### [WHAT YOU ARE ASKED TO DO]
When you write out the records, keep every line exactly as it is.

### [DATASET RECORDS]
┏━━
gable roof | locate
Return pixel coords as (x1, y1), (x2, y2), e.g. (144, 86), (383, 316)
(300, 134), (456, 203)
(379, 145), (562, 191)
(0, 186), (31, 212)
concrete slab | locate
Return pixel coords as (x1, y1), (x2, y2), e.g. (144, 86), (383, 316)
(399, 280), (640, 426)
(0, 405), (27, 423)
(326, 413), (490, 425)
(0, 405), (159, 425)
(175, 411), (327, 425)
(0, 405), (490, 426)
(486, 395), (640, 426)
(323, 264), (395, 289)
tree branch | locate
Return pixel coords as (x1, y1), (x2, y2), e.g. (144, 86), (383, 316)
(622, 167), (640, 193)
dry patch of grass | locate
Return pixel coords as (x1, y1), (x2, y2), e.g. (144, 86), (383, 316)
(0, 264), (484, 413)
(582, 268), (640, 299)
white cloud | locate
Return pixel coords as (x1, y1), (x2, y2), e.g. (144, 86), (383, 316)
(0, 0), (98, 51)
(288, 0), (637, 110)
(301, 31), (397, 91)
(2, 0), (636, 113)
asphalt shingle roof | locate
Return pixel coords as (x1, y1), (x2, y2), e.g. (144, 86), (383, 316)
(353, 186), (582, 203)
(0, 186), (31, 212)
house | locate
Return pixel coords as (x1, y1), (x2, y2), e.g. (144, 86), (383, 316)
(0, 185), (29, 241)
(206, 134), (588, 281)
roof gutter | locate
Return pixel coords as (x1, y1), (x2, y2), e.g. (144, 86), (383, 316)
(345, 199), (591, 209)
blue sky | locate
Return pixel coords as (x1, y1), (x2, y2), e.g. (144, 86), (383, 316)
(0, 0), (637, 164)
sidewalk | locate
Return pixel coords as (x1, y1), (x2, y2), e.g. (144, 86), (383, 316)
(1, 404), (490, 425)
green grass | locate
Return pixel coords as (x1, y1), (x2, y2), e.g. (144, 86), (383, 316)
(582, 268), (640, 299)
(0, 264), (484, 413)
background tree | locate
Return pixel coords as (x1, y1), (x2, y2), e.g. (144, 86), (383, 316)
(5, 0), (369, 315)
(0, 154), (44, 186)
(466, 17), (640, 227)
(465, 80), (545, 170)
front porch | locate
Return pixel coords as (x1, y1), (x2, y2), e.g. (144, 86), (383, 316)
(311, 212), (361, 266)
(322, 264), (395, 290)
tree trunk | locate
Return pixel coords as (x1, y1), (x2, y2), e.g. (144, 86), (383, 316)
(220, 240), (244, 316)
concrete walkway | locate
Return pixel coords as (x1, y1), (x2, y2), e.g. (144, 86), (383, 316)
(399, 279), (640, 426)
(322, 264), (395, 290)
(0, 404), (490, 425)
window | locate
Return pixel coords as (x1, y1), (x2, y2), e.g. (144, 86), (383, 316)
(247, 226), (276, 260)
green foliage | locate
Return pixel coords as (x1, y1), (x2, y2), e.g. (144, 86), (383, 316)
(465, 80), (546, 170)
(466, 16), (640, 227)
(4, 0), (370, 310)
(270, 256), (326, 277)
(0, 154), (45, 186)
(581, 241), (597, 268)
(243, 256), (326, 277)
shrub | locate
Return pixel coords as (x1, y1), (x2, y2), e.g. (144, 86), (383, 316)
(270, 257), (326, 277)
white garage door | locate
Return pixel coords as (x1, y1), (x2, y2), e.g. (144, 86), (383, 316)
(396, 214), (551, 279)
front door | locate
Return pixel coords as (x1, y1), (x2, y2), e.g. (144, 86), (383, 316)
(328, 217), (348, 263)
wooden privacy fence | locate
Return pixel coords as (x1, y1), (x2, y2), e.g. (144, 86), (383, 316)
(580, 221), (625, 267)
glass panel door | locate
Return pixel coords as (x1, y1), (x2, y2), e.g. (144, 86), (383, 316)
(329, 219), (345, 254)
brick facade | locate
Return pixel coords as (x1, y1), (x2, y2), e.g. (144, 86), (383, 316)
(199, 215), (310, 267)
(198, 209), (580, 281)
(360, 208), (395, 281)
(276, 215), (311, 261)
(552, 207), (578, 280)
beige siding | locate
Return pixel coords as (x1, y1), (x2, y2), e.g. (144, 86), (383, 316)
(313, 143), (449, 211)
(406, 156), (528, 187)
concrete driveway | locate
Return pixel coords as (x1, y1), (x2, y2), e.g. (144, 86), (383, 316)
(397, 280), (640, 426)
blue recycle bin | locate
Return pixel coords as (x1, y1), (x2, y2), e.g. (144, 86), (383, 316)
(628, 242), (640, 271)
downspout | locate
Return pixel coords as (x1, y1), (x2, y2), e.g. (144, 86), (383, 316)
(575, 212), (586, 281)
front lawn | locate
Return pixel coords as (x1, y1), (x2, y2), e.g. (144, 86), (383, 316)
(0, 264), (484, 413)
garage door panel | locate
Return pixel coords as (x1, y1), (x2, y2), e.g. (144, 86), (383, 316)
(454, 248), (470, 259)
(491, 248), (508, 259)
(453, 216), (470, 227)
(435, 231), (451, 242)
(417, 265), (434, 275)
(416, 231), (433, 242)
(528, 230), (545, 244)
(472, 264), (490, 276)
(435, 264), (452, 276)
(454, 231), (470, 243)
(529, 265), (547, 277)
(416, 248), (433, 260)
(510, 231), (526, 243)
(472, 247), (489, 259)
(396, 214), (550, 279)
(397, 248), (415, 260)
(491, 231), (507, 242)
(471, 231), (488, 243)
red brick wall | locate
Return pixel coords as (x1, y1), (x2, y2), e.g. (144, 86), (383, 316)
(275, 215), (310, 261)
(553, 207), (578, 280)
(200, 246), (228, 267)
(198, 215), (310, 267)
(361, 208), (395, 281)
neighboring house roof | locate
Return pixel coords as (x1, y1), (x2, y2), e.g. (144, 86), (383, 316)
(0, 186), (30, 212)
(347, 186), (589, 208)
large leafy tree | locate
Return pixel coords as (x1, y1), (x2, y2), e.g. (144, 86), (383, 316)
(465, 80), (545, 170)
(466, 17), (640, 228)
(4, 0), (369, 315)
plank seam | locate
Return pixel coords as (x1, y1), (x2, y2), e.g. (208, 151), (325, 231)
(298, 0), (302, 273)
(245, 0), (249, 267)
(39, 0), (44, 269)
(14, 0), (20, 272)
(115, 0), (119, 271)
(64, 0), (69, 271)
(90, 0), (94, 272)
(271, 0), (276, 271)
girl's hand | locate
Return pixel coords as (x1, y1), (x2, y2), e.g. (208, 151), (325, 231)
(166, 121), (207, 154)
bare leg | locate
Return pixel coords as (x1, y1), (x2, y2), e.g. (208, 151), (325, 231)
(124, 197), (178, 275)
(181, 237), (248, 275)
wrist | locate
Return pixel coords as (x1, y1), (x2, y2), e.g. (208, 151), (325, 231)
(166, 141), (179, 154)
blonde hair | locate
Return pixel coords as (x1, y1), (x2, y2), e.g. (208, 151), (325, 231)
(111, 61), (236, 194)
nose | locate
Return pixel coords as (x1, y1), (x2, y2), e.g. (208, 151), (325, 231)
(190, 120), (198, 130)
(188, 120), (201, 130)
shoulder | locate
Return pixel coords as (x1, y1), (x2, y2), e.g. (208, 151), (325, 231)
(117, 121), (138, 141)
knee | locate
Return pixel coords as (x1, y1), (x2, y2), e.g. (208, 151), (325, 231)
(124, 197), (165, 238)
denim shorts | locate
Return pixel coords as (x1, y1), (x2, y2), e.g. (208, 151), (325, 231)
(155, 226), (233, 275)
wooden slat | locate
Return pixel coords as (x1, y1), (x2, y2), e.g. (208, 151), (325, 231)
┗━━
### [RESPONSE TO THIS EXERCISE]
gable roof | locate
Return pixel coords as (x1, y1), (x2, y2), e.g. (144, 86), (383, 316)
(300, 134), (456, 203)
(379, 145), (562, 191)
(0, 186), (31, 212)
concrete slab | locate
Return pixel coords as (x1, y1), (x2, y2), e.g. (144, 86), (383, 316)
(399, 280), (640, 426)
(0, 405), (27, 423)
(326, 413), (490, 425)
(0, 405), (159, 425)
(175, 411), (327, 425)
(0, 405), (490, 426)
(486, 395), (640, 426)
(323, 264), (395, 289)
tree branch | locate
Return pixel coords as (x1, y1), (x2, y2), e.g. (144, 86), (383, 316)
(622, 167), (640, 193)
dry patch of grass | locate
Return pixel coords as (x1, y1), (x2, y2), e.g. (144, 86), (383, 316)
(0, 264), (484, 413)
(582, 268), (640, 299)
white cloud | locate
Return pixel coords as (x1, y1), (x2, y2), e.g. (144, 86), (383, 316)
(0, 0), (98, 51)
(288, 0), (637, 110)
(301, 31), (397, 91)
(2, 0), (636, 113)
asphalt shingle roof | locate
Return pixel coords as (x1, y1), (x2, y2), e.g. (144, 86), (383, 316)
(353, 186), (582, 203)
(0, 186), (31, 212)
house | locate
Return pixel coords as (x1, y1), (x2, y2), e.g. (144, 86), (383, 316)
(0, 185), (29, 241)
(206, 134), (588, 281)
roof gutter | locate
Return pixel coords as (x1, y1), (x2, y2), e.g. (144, 86), (383, 316)
(345, 199), (591, 209)
blue sky | locate
Return pixel coords as (x1, y1), (x2, y2), e.g. (144, 86), (383, 316)
(0, 0), (637, 164)
sidewalk | locate
Return pixel coords as (x1, y1), (x2, y2), e.g. (144, 86), (383, 316)
(1, 404), (490, 425)
green grass | locate
Return pixel coords as (x1, y1), (x2, y2), e.g. (144, 86), (383, 316)
(582, 268), (640, 299)
(0, 264), (484, 413)
background tree | locate
Return pixel coords as (x1, y1), (x2, y2), e.g. (144, 86), (383, 316)
(5, 0), (369, 315)
(0, 154), (44, 186)
(466, 17), (640, 227)
(465, 80), (545, 170)
front porch | locate
Return pixel coords as (x1, y1), (x2, y2), e.g. (144, 86), (383, 316)
(311, 212), (361, 266)
(322, 264), (395, 290)
tree trunk | locate
Return pixel coords as (x1, y1), (x2, y2), e.g. (144, 86), (383, 316)
(220, 240), (244, 316)
concrete walkway | locate
Return pixel coords as (x1, y1), (x2, y2), e.g. (144, 86), (383, 316)
(399, 279), (640, 426)
(322, 264), (395, 290)
(0, 404), (490, 425)
window | locate
Return pixel coords as (x1, y1), (x2, y2), e.g. (144, 86), (383, 316)
(247, 226), (276, 260)
green foliage | locate
Return pixel coords as (x1, y1), (x2, y2), e.g. (144, 86), (383, 316)
(465, 80), (546, 170)
(466, 16), (640, 227)
(4, 0), (370, 310)
(270, 256), (326, 277)
(0, 154), (45, 186)
(581, 241), (597, 268)
(243, 256), (326, 277)
shrub | locate
Return pixel coords as (x1, y1), (x2, y2), e.g. (144, 86), (383, 316)
(270, 257), (326, 277)
white garage door | locate
Return pixel coords as (x1, y1), (x2, y2), e.g. (144, 86), (383, 316)
(396, 214), (551, 279)
front door | locate
Return pixel coords as (x1, y1), (x2, y2), e.g. (144, 86), (383, 316)
(328, 217), (348, 263)
wooden privacy fence | locate
Return pixel coords as (x1, y1), (x2, y2), e.g. (144, 86), (383, 316)
(580, 221), (625, 267)
glass panel door | locate
Return pixel coords as (x1, y1), (x2, y2), e.g. (144, 86), (383, 316)
(329, 219), (345, 254)
brick facade | locate
Return pixel coords as (x1, y1), (x2, y2), e.g. (144, 86), (383, 316)
(199, 215), (310, 267)
(198, 209), (580, 281)
(360, 208), (395, 281)
(276, 215), (311, 261)
(552, 207), (578, 280)
beige siding | locate
Return pixel coords as (x1, y1), (x2, y2), e.g. (144, 86), (383, 316)
(313, 143), (449, 211)
(406, 156), (528, 187)
concrete driveway | locate
Return pixel coords as (x1, y1), (x2, y2), e.g. (144, 86), (383, 316)
(397, 280), (640, 426)
blue recycle bin | locate
Return pixel coords as (x1, y1), (x2, y2), e.g. (144, 86), (383, 316)
(628, 242), (640, 271)
downspout | locate
Return pixel coords as (x1, y1), (x2, y2), e.g. (144, 86), (383, 316)
(575, 212), (586, 281)
front lawn | locate
Return pixel coords as (x1, y1), (x2, y2), e.g. (144, 86), (383, 316)
(0, 264), (484, 413)
garage door panel | locate
Return pixel coords as (x1, y1), (x2, y2), e.g. (144, 86), (383, 316)
(454, 248), (470, 259)
(491, 248), (508, 259)
(453, 216), (470, 227)
(435, 231), (451, 242)
(417, 265), (434, 275)
(416, 231), (433, 242)
(528, 230), (545, 244)
(472, 264), (490, 276)
(435, 264), (452, 276)
(454, 231), (470, 243)
(529, 265), (547, 277)
(416, 248), (433, 260)
(510, 231), (526, 243)
(472, 247), (489, 259)
(396, 214), (550, 279)
(397, 248), (415, 260)
(491, 231), (507, 242)
(471, 231), (488, 243)
red brick wall | locate
Return pixel coords as (x1, y1), (x2, y2), e.g. (144, 86), (383, 316)
(275, 215), (310, 261)
(553, 207), (578, 280)
(200, 246), (228, 267)
(198, 215), (310, 267)
(361, 208), (395, 281)
neighboring house roof | locate
Return pixel coords as (x1, y1), (x2, y2), e.g. (144, 86), (383, 316)
(0, 186), (30, 212)
(347, 186), (589, 208)
large leafy tree | locate
Return pixel coords as (x1, y1), (x2, y2), e.g. (144, 86), (383, 316)
(465, 80), (545, 170)
(466, 17), (640, 228)
(4, 0), (369, 315)
plank seam | locate
Return pixel coords as (x1, y1), (x2, y2), e.g. (208, 151), (325, 231)
(298, 0), (302, 273)
(245, 0), (249, 267)
(39, 0), (44, 269)
(14, 0), (20, 272)
(115, 0), (119, 271)
(64, 0), (69, 271)
(90, 0), (94, 272)
(271, 0), (276, 271)
girl's hand | locate
Return pixel coords as (x1, y1), (x2, y2), e.g. (208, 151), (325, 231)
(166, 121), (207, 154)
bare leg | locate
Return pixel coords as (x1, y1), (x2, y2), e.g. (208, 151), (325, 231)
(124, 197), (178, 275)
(181, 237), (248, 275)
wrist | locate
Return pixel coords as (x1, y1), (x2, y2), e.g. (208, 151), (325, 231)
(166, 141), (179, 154)
blonde hair | locate
Return pixel coords as (x1, y1), (x2, y2), e.g. (208, 151), (325, 231)
(111, 61), (236, 194)
nose | locate
Return pixel coords as (x1, y1), (x2, y2), e.g. (208, 151), (325, 231)
(190, 120), (198, 130)
(188, 120), (201, 130)
shoulder | locate
Return pixel coords as (x1, y1), (x2, y2), e.g. (208, 151), (325, 231)
(117, 121), (138, 141)
knee | locate
Return pixel coords as (x1, y1), (x2, y2), e.g. (208, 151), (325, 231)
(124, 197), (165, 238)
denim shorts | locate
Return pixel coords as (x1, y1), (x2, y2), e.g. (208, 151), (325, 231)
(155, 226), (233, 275)
wooden slat | locate
Return pixel coords as (x1, y1), (x2, y2), e.g. (208, 151), (325, 231)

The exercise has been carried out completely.